O QUE SE PEDE:
- A) Responda com base na decisão judicial sobre o benefício de prestação continuada:
(i) Em quanto foram majorados os honorários de advogado a título de sucumbência recursal?
(ii) Que resultado teve o recurso adesivo da parte autora?
(iii) Por que a remessa necessária não foi conhecida?
- B) Reescreva a decisão judicial sobre o benefício de prestação continuada desde "Considerando o não" até "REJEITADA. APELAÇÃO CÍVEL.", trocando "sentença" por "decisão".
- C) Como prossegue a decisão judicial sobre o benefício de prestação continuada? Escreva a parte seguinte, começando logo após o último item mostrado.

TEXTO SELECIONADO:
+ + +
Considerando o não provimento do recurso do INSS, de rigor a aplicação da regra do §11 do
artigo 85 do CPC/2015, pelo que determino, a título de sucumbência recursal, a majoração dos
honorários de advogado arbitrados na sentença em 2%.
Diante do exposto, de ofício, corrijo a sentença para fixar os critérios de atualização do débito,
rejeito a preliminar de suspensão da tutela, NEGO PROVIMENTO à apelação do INSS e, nego
provimento ao recurso adesivo da parte autora, nos termos da fundamentação exposta.
É o voto.
E M E N T A
REMESSA NECESSÁRIA NÃO CONHECIDA. PRELIMINAR REJEITADA. APELAÇÃO CÍVEL.
BENEFÍCIO DE PRESTAÇÃO CONTINUADA. ASSISTÊNCIA SOCIAL.
DEFICIÊNCIA/IMPEDIMENTO DE LONGO PRAZO. MISERABILIDADE. REQUISITOS
COMPROVADOS. TERMO INICIAL DO BENEFÍCIO. JUROS E CORREÇÃO MONETÁRIA.
MANUAL DE CÁLCULOS NA JUSTIÇA FEDERAL.
1. Valor da condenação inferior a 1.000 salários mínimos. Remessa necessária não conhecida.
+ + +
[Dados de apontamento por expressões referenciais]
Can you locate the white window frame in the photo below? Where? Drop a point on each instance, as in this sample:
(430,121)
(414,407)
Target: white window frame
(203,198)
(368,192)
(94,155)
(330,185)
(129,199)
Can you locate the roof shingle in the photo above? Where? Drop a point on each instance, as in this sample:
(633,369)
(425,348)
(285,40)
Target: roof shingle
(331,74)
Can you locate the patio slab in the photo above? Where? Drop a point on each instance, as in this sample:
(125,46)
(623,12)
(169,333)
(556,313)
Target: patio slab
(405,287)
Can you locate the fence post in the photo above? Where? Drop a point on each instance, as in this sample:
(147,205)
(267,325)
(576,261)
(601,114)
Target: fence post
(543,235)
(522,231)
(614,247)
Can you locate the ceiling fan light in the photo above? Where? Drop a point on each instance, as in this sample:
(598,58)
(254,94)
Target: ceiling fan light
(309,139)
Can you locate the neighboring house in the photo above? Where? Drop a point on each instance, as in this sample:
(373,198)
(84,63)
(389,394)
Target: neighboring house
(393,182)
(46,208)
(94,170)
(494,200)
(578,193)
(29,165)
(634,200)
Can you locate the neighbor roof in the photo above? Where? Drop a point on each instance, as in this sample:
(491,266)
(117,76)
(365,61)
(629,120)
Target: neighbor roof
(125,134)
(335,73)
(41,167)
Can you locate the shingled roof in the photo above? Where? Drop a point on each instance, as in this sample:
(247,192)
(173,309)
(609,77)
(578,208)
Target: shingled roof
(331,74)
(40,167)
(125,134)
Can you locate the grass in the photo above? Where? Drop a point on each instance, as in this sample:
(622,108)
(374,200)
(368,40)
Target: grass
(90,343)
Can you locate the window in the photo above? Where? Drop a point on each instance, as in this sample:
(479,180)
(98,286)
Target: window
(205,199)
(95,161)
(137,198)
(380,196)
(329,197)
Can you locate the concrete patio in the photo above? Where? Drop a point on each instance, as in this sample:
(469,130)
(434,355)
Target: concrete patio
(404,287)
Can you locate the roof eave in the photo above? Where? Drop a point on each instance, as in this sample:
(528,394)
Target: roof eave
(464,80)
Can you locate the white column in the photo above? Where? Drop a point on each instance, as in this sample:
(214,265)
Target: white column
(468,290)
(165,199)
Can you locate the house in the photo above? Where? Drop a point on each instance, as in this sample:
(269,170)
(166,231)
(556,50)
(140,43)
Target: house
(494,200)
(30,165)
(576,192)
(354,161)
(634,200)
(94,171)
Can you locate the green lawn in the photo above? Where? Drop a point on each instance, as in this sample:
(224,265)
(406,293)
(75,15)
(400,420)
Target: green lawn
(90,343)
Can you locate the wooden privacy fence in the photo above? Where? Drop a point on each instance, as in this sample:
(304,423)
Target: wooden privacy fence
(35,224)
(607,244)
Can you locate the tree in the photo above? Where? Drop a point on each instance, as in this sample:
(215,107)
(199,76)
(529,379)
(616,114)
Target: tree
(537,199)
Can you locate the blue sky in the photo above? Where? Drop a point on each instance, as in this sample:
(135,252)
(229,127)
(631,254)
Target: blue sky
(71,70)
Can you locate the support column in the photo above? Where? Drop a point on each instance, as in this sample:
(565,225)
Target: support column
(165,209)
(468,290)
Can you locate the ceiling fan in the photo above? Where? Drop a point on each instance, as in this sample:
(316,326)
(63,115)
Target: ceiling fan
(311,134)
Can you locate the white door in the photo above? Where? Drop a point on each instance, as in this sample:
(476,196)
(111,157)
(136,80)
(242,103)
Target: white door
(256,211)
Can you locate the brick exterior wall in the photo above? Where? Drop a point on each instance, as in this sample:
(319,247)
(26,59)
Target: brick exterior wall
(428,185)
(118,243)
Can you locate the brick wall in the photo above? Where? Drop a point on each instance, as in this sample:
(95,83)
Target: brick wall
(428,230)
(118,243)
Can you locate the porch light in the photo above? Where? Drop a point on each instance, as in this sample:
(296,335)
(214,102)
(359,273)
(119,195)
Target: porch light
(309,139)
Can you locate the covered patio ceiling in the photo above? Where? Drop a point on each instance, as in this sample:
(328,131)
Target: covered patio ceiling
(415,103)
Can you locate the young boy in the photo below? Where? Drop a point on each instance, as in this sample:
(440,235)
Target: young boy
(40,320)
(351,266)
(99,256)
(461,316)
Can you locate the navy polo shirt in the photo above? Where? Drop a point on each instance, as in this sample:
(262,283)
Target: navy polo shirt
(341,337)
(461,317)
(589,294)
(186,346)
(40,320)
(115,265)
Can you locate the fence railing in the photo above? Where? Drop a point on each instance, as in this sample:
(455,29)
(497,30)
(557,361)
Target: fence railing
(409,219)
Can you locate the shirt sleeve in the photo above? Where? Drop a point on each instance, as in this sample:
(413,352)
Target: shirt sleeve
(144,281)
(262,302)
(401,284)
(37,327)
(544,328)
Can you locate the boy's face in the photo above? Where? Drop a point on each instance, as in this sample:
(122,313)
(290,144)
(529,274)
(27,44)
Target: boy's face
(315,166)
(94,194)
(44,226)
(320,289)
+ + +
RESPOSTAS:
- A)
(i) Em 2%.
(ii) Foi negado provimento a ele.
(iii) Porque o valor da condenação era inferior a 1.000 salários mínimos.

- B)
Considerando o não provimento do recurso do INSS, de rigor a aplicação da regra do §11 do
artigo 85 do CPC/2015, pelo que determino, a título de sucumbência recursal, a majoração dos
honorários de advogado arbitrados na decisão em 2%.
Diante do exposto, de ofício, corrijo a decisão para fixar os critérios de atualização do débito,
rejeito a preliminar de suspensão da tutela, NEGO PROVIMENTO à apelação do INSS e, nego
provimento ao recurso adesivo da parte autora, nos termos da fundamentação exposta.
É o voto.
E M E N T A
REMESSA NECESSÁRIA NÃO CONHECIDA. PRELIMINAR REJEITADA. APELAÇÃO CÍVEL.

- C)
2. Preliminar de suspensão da tutela arguida pela autarquia rejeitada. Antecipação da tutela
concedida na sentença. Apelação recebida apenas no efeito devolutivo. Art. 1012, § 1º, inciso V
do CPC/2015. Ação de natureza alimentar, o que por si só evidencia o risco de dano irreparável.
3. O benefício assistencial de prestação continuada, previsto no artigo 203, V, da Constituição
Federal, é devido ao portador de deficiência (§2º do artigo 20 da Lei nº 8.742/93, com a redação
dada pela Lei nº 12.470/2011) ou idoso com 65 (sessenta e cinco) anos ou mais (artigo 34 da Lei
nº 10.741/2003) que comprove não possuir meios de prover a própria manutenção e nem de tê-la
provida por sua família.
4. Para efeito de concessão do benefício assistencial, considera-se pessoa portadora de
deficiência aquela que tem impedimentos de longo prazo, no mínimo de dois anos, de natureza
física, mental, intelectual ou sensorial, os quais, em interação com diversas barreiras, podem
obstruir sua participação plena e efetiva na sociedade em igualdade de condições com as demais
pessoas (Lei 12.470/2011, art. 3º).
5. A perícia médica judicial reconheceu a existência das doenças alegadas na inicial e concluiu
que acarretam incapacidade para as atividades habituais da parte autora. O conjunto probatório
indica que as restrições constatadas obstam o desempenho de atividades que garantam o
sustento, no sentido exigido pela legislação aplicável à matéria.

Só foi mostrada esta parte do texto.